課題一覧
[A] 次の(i)〜(iii)が本文の内容と一致するかどうかを「はい」か「いいえ」で答え、判断の根拠となる本文の語句をそのまま引用してください。(i) プロジェクトは2018年8月に始まった。(ii) 熱帯医学研究所は2021年4月に30周年を迎えた。(iii) 熱帯医学研究所はJICAの有償資金協力によって設立された。
[B] 本文によると、プロジェクトの研究活動は何の枠組みのもとで行われていますか。
[C] 本文に挙げられている機関のうち、短期専門家を各1名出している機関をすべて挙げてください。

分析用テキスト
'''

第3回合同調整委員会を開催しました

2021年6月16日

2018年8月にスタートした「フィリピンにおける狂犬病排除に向けたワンヘルス・アプローチ予防・治療ネットワークモデル構築プロジェクト」は、フィリピン保健省熱帯医学研究所や国立サンラザロ病院らを相手国機関として、大分大学のチーフアドバイザーおよび長期専門家、短期専門家、さらに北里大学、国立感染症研究所、東北大学、宮崎大学から各1名の短期専門家と業務調整員の総勢8名が、地球規模課題対応国際科学技術協力(通称SATREPS)の枠組みのもと、狂犬病対策の社会実装を目指して研究活動を実施しています。

【画像】JICAの無償資金協力により設立された熱帯医学研究所は、2021年4月に40周年を迎え、これまでの歩みを紹介するバナーが正面玄関そばに展示されています。

'''

演習データ

'''

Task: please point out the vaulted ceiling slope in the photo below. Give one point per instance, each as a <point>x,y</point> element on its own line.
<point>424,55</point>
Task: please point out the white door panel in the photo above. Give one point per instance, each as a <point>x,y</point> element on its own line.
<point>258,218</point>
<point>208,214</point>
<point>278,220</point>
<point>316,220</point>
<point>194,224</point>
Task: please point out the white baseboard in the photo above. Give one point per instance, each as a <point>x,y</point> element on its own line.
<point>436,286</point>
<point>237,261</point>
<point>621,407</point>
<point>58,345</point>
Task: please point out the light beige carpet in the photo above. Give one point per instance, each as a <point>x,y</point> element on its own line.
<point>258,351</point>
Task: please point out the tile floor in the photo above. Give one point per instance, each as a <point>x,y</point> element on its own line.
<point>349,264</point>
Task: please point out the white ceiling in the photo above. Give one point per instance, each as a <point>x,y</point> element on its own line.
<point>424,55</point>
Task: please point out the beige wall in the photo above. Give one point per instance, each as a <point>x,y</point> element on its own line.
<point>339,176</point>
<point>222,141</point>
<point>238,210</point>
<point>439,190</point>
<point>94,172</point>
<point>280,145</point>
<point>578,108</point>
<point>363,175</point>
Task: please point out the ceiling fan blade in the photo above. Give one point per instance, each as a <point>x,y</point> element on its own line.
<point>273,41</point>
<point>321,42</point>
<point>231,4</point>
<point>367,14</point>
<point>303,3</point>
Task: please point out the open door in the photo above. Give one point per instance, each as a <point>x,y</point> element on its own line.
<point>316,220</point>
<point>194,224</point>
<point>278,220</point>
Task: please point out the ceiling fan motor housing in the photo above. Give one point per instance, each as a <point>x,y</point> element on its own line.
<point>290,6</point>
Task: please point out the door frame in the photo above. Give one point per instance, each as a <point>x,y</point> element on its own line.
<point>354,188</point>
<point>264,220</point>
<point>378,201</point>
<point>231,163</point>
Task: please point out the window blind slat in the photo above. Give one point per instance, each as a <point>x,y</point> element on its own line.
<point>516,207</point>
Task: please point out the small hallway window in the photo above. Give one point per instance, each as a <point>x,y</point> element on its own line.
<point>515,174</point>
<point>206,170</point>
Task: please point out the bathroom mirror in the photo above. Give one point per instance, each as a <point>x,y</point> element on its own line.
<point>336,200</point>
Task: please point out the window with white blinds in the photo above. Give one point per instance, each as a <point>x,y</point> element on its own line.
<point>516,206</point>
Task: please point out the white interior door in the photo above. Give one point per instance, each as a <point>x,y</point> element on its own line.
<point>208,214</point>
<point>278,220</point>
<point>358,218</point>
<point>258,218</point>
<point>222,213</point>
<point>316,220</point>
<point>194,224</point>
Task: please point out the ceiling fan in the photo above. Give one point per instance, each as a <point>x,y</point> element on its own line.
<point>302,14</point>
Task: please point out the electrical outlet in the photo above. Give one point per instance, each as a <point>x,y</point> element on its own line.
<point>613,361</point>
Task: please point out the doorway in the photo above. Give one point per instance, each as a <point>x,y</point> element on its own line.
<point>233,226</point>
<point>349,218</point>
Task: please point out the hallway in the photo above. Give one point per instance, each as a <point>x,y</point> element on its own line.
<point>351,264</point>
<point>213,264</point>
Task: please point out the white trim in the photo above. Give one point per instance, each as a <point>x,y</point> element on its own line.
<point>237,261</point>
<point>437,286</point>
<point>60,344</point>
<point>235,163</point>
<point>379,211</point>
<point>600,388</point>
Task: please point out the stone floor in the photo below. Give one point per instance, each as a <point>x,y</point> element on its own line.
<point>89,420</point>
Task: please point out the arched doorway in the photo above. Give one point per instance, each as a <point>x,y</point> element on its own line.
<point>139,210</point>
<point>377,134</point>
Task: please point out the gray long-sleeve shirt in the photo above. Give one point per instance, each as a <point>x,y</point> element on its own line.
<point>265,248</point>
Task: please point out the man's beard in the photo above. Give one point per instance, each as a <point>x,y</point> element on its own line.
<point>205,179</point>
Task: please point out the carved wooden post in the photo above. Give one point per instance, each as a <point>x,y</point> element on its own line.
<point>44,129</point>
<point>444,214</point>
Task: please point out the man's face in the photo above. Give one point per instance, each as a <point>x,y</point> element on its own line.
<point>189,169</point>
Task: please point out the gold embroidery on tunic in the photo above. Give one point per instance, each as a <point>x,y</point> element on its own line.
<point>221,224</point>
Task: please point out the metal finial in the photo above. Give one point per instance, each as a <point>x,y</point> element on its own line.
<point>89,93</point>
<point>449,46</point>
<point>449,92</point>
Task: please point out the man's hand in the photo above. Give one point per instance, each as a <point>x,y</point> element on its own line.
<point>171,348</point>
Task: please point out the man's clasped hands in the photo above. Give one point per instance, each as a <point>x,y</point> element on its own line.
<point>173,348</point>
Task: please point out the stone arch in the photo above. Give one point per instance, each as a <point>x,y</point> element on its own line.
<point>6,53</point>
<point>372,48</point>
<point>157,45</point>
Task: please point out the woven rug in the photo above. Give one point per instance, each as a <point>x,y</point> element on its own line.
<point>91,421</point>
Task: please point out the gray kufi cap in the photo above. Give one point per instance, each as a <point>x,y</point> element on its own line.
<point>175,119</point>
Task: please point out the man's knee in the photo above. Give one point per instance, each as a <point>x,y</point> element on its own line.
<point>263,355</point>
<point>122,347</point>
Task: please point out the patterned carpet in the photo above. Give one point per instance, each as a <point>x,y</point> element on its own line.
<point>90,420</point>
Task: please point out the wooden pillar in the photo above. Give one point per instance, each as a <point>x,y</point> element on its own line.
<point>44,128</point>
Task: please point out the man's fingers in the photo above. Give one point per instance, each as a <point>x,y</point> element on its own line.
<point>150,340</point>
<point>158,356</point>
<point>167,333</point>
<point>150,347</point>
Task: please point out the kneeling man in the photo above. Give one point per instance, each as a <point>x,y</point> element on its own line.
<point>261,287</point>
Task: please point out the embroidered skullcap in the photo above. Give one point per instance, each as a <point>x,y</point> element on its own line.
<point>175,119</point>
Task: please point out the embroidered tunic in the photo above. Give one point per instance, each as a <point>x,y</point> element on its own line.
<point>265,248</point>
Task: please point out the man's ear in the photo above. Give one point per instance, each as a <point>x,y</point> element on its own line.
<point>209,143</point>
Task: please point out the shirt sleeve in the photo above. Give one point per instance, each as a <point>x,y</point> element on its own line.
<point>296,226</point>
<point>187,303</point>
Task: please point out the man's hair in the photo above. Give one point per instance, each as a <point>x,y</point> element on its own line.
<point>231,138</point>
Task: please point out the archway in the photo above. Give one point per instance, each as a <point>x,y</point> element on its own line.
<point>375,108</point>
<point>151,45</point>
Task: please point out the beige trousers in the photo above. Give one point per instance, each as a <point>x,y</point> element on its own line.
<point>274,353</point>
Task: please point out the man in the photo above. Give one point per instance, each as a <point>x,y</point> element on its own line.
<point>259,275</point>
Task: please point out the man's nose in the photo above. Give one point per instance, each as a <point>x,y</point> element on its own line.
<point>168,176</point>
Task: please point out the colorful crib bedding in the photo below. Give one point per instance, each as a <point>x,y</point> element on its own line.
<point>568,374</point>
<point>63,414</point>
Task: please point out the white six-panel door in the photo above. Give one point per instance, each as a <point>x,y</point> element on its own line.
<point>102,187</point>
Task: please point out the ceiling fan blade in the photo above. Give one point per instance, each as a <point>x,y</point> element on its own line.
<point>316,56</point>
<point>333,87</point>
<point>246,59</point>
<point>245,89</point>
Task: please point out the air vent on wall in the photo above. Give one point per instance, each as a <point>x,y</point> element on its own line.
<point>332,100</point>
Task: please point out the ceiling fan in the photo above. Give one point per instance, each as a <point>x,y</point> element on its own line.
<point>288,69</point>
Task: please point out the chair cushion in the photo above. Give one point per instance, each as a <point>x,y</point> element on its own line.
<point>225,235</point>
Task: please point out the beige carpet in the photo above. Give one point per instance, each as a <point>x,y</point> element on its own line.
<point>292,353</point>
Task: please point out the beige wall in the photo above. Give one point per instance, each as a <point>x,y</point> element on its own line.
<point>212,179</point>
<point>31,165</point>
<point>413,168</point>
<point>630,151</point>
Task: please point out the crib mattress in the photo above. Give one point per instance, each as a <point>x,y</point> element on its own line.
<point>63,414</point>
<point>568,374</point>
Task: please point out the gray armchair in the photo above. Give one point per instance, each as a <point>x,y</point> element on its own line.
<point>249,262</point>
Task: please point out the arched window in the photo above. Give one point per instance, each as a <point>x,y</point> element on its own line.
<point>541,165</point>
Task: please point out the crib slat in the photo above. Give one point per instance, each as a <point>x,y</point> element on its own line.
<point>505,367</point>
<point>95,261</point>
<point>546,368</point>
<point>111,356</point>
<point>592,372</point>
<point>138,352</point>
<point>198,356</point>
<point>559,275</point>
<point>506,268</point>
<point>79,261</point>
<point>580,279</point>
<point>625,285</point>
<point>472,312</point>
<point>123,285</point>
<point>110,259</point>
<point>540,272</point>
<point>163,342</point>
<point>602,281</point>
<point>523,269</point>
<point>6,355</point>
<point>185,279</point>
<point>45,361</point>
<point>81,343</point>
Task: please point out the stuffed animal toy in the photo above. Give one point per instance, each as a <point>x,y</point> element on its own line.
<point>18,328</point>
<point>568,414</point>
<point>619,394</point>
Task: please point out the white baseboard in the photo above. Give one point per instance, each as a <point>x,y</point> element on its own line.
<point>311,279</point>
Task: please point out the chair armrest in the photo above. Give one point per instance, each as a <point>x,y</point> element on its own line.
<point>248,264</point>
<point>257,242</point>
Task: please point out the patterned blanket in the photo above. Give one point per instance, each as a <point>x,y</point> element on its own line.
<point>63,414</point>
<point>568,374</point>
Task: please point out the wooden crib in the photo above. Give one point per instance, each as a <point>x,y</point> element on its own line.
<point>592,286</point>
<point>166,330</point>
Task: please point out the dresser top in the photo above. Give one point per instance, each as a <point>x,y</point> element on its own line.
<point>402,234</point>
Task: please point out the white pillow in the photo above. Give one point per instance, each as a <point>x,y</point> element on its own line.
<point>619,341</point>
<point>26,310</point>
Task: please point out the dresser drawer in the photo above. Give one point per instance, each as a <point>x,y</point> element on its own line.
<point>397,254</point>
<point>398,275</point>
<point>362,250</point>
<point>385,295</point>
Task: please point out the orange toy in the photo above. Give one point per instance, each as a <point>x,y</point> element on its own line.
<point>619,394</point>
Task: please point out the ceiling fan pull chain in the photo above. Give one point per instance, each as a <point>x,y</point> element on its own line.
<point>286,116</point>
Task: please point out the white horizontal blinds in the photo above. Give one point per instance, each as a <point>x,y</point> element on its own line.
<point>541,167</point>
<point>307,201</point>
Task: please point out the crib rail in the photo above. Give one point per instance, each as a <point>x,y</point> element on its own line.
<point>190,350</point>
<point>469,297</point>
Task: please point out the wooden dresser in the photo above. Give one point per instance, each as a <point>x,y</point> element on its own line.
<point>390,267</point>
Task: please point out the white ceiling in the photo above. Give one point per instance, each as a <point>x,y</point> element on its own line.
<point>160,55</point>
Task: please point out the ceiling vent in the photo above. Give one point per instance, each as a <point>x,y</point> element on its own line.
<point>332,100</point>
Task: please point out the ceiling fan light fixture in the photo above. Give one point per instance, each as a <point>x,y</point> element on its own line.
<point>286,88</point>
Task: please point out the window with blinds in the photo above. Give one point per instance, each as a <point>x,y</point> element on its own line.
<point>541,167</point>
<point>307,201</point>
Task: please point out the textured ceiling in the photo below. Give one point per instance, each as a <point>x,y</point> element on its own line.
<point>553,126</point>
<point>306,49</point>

'''

課題別解答
[A]
(i) はい:「2018年8月にスタートした」
(ii) いいえ:「2021年4月に40周年を迎え」
(iii) いいえ:「JICAの無償資金協力により設立された」

[B] 地球規模課題対応国際科学技術協力(通称SATREPS)の枠組みのもとで行われています。

[C] 北里大学、国立感染症研究所、東北大学、宮崎大学